### Written problem:
Pull out every line of the data below that contains the word "hand" and list those lines.

========================================================================

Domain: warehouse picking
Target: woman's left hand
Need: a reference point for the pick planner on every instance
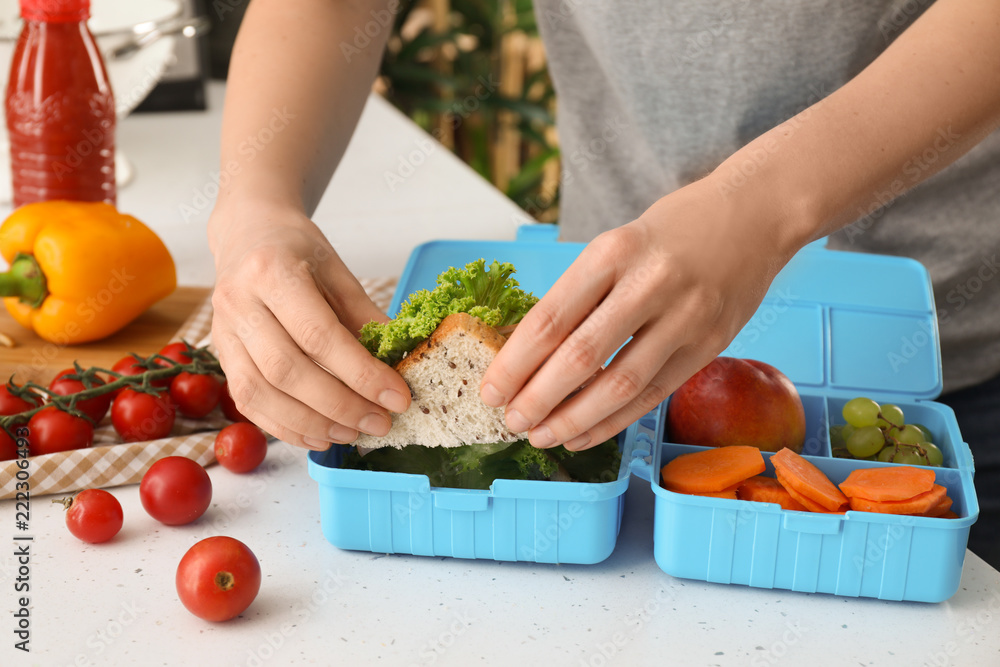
(680, 281)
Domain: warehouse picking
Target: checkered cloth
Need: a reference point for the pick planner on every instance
(110, 462)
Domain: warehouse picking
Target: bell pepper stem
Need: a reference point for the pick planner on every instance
(24, 280)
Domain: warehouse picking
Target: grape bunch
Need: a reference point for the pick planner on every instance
(876, 432)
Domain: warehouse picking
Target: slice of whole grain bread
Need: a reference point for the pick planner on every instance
(444, 373)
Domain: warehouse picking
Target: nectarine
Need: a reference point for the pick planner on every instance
(737, 402)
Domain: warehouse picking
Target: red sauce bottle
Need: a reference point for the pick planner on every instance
(60, 109)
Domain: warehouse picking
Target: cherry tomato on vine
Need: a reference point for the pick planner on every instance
(52, 430)
(175, 490)
(240, 447)
(195, 395)
(11, 404)
(93, 515)
(95, 407)
(218, 578)
(129, 366)
(229, 409)
(138, 416)
(178, 352)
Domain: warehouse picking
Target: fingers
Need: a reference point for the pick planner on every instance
(580, 422)
(309, 323)
(277, 413)
(568, 303)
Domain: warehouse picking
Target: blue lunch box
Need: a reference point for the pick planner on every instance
(838, 324)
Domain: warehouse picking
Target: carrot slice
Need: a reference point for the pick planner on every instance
(807, 480)
(728, 493)
(762, 489)
(713, 469)
(808, 503)
(916, 505)
(940, 507)
(896, 483)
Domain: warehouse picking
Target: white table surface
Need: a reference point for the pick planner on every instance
(115, 603)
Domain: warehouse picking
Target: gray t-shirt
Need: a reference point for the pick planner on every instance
(654, 94)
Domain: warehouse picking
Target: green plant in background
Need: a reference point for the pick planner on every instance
(471, 75)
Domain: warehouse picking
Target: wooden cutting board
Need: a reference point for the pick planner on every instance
(37, 360)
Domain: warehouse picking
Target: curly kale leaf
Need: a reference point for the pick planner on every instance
(490, 294)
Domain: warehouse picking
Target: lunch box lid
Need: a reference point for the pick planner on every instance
(843, 323)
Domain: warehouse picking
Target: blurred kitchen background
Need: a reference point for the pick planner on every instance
(471, 72)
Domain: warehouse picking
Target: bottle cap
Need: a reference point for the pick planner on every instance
(55, 11)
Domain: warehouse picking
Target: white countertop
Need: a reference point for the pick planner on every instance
(115, 603)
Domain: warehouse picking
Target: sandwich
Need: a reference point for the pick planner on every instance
(441, 343)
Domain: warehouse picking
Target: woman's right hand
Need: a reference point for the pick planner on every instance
(287, 314)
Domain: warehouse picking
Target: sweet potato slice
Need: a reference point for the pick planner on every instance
(762, 489)
(916, 505)
(895, 483)
(712, 470)
(808, 480)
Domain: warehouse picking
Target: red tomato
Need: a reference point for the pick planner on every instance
(229, 409)
(95, 408)
(94, 516)
(138, 416)
(176, 351)
(175, 490)
(52, 430)
(218, 578)
(194, 394)
(11, 404)
(240, 447)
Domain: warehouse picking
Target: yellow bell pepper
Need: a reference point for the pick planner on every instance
(80, 271)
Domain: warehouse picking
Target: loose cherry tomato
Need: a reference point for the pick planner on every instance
(195, 395)
(12, 405)
(218, 578)
(52, 430)
(179, 352)
(95, 407)
(229, 409)
(138, 416)
(93, 515)
(240, 447)
(175, 490)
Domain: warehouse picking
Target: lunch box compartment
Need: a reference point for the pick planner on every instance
(838, 324)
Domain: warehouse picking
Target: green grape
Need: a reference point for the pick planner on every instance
(866, 441)
(908, 435)
(935, 456)
(927, 432)
(860, 412)
(908, 455)
(891, 415)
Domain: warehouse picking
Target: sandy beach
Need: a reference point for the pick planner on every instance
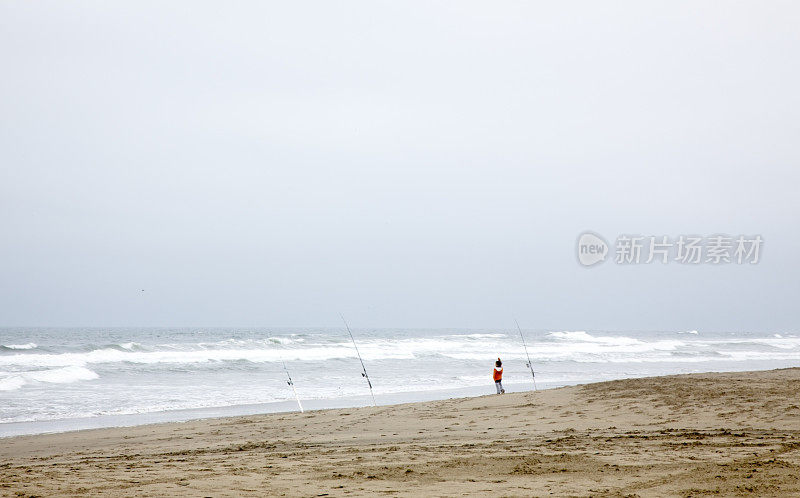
(686, 435)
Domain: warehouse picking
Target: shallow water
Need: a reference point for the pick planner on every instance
(49, 374)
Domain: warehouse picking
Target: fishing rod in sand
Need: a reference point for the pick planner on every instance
(529, 364)
(291, 383)
(363, 368)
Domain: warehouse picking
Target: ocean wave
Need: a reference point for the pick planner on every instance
(581, 336)
(30, 345)
(14, 380)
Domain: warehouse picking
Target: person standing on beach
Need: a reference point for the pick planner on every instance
(498, 376)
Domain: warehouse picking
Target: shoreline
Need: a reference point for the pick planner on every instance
(726, 433)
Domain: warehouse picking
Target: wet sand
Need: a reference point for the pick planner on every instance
(688, 435)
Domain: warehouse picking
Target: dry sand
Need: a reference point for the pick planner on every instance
(687, 435)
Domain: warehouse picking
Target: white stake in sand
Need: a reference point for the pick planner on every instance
(529, 364)
(291, 383)
(363, 368)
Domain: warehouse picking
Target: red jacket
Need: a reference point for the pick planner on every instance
(498, 373)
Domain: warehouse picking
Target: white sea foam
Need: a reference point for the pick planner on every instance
(581, 336)
(10, 380)
(30, 345)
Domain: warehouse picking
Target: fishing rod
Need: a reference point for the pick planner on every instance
(291, 383)
(363, 368)
(529, 364)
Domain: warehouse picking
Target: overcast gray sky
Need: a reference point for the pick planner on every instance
(425, 164)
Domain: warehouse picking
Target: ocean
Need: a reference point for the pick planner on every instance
(55, 379)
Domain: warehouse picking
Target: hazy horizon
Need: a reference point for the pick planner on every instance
(272, 165)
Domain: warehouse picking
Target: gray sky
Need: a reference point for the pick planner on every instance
(421, 164)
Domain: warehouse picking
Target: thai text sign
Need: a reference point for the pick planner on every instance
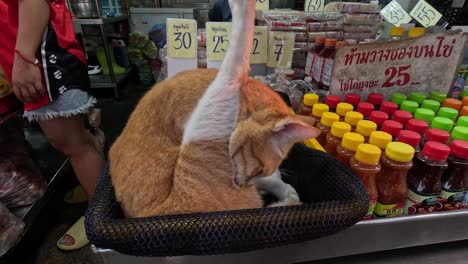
(422, 64)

========================================================================

### Result below:
Target: woman's left hand
Target: woman's right hand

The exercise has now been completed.